▸ PROMPT:
Every record should be written out exactly, please.

+===+

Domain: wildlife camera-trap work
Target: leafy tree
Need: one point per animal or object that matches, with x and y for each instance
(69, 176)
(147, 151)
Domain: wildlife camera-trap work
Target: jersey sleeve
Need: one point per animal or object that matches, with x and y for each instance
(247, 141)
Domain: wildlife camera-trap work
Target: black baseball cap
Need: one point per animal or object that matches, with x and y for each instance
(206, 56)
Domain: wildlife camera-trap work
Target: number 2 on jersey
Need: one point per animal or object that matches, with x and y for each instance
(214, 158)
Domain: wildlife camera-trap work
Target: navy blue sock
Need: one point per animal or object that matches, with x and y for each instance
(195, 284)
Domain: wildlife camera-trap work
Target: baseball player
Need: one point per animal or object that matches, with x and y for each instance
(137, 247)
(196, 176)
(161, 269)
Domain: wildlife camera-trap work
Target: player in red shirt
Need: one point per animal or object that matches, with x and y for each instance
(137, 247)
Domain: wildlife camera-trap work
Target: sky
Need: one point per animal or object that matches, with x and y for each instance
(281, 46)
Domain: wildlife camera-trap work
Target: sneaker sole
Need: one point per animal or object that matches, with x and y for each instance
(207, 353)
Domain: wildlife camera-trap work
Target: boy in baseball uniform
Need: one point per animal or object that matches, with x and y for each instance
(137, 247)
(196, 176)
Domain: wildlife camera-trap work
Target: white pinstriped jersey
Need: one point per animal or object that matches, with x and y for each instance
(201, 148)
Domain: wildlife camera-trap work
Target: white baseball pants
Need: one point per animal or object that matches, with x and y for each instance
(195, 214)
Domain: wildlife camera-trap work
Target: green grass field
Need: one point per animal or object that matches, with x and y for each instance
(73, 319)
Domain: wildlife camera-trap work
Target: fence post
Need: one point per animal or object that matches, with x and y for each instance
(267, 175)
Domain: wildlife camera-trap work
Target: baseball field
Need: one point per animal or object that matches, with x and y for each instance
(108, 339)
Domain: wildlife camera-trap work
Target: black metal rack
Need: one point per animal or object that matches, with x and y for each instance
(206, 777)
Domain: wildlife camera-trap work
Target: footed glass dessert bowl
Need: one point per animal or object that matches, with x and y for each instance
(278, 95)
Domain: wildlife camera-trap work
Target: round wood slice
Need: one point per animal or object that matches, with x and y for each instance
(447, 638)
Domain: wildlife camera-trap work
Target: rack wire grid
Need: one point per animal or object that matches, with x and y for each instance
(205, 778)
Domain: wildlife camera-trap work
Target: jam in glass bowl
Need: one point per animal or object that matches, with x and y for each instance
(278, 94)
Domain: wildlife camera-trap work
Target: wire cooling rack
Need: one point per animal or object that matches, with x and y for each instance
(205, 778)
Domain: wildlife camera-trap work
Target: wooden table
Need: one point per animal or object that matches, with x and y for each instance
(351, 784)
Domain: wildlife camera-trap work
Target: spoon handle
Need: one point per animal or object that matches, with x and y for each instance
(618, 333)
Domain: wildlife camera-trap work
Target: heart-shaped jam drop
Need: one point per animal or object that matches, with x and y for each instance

+===+

▸ EXERCISE OUTPUT:
Domain: wildlife camera-trap work
Target: leafy tree
Need: one point per animal or object that matches, with x and y for each instance
(69, 176)
(147, 151)
Domain: wildlife camera-trap work
Target: jersey sleeve
Need: one point per animal or object that matches, with x and y for each instance
(247, 141)
Domain: wildlife camera-trap work
Target: black baseball cap
Need: one point per animal or object that matches, with x and y for each instance
(206, 56)
Domain: wildlife camera-trap work
Target: number 2 on jersey
Need: one point per animal or object that matches, with x and y for each instance
(214, 158)
Domain: wildlife camera-trap work
Target: navy blue sock
Need: one point per animal or object that matches, with x and y for each instance
(195, 284)
Domain: wildlife camera-trap work
Target: baseball player
Need: one point per animal or object that matches, with x and y for each instance
(137, 247)
(196, 176)
(161, 269)
Domain: wildlife camera-trap work
Target: player in red shirt
Need: one point per animal or object that matches, with x and y for each instance
(137, 247)
Domain: wildlife camera-trap work
Target: sky
Need: one point per animal or object that matches, with x and y for each instance
(281, 46)
Domain: wildlife camera-trap work
Target: sneaker sole
Need: one point per animal or object that matches, with x and y for each instance
(207, 353)
Domain: wildlife camera-trap work
Target: boy in baseball uniform
Need: one point per animal or object that matches, with x and y for each instance
(137, 247)
(196, 176)
Domain: wildlife camera-trap work
Target: white pinstriped jersey
Need: one point per animal or object that matches, with x and y for each instance
(201, 148)
Domain: wildlife camera-trap work
Target: white baseball pants
Need: one point per animal or object that matches, with x and y for each instance
(195, 214)
Domain: wildlife camera-trap work
Target: green grass field
Need: one point per animal or object that matches, with x and y for each instance
(73, 319)
Domain: wildlife camera-trap work
Target: fence post
Need: one point per animal or object that matches, with x and y for each instance
(267, 175)
Domain: wildlife camera-trap work
Target: baseball field
Need: one point per animal or object that matches, with x and y for each instance
(108, 339)
Domain: wildlife camera-trap work
Target: black metal rack
Need: one point per animal or object that matches, with x and y for each instance
(206, 777)
Domain: wildlife camera-trap work
Target: footed glass dessert bowl
Need: one point per animal or object that matches, with x and y for each instance
(278, 95)
Domain: wildlife camera-trap work
Target: round wood slice
Need: one point per animal or object that matches, with x and y for each instance
(447, 638)
Domain: wildlife camera-trap work
Target: rack wire grid
Need: one point per animal or object that matches, with x and y for each instance
(205, 778)
Domain: wildlife camera-trap work
Target: jam in glass bowl
Need: one point per animal or object that matches, with x and y for each instance
(278, 94)
Domain: wildlife camera-trap work
Target: wire cooling rack
Need: one point per animal or object that matches, with x and y for each instance
(205, 778)
Domain: wildlife camera-trap work
Target: wooden table
Need: one point per animal or object that matches, with x and y for each instance
(351, 784)
Domain: wildlife camera-trap work
Target: spoon handle
Need: one point per animal or object that matches, with x and y for each instance
(618, 333)
Domain: wildlife camera-trap work
Target: heart-shaped jam drop
Need: one point per animal or object that matches, with x and y for each instance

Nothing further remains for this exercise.